## [Location identification entries]
○ ○ ○ ○ ○ ○ ○
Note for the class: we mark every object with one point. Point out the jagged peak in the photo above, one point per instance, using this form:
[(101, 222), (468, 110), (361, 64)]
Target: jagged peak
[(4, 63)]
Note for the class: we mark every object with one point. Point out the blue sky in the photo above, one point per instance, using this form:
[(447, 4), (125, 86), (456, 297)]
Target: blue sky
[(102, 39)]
○ ○ ○ ○ ○ ○ ○
## [PROBLEM DESCRIPTION]
Could you copy every row above word for word, without changing anything?

## [REPLY TO THE TASK]
Note for the class: we mark every object with one point. Point out the jagged peak in the photo above, one point per instance, using this form:
[(101, 222), (468, 110), (361, 64)]
Target: jagged peak
[(4, 63)]
Note for the class: we mark every object with one point. Point out the blue sky in the photo above, one point per instance, using this form:
[(447, 4), (125, 86), (456, 297)]
Target: blue sky
[(102, 39)]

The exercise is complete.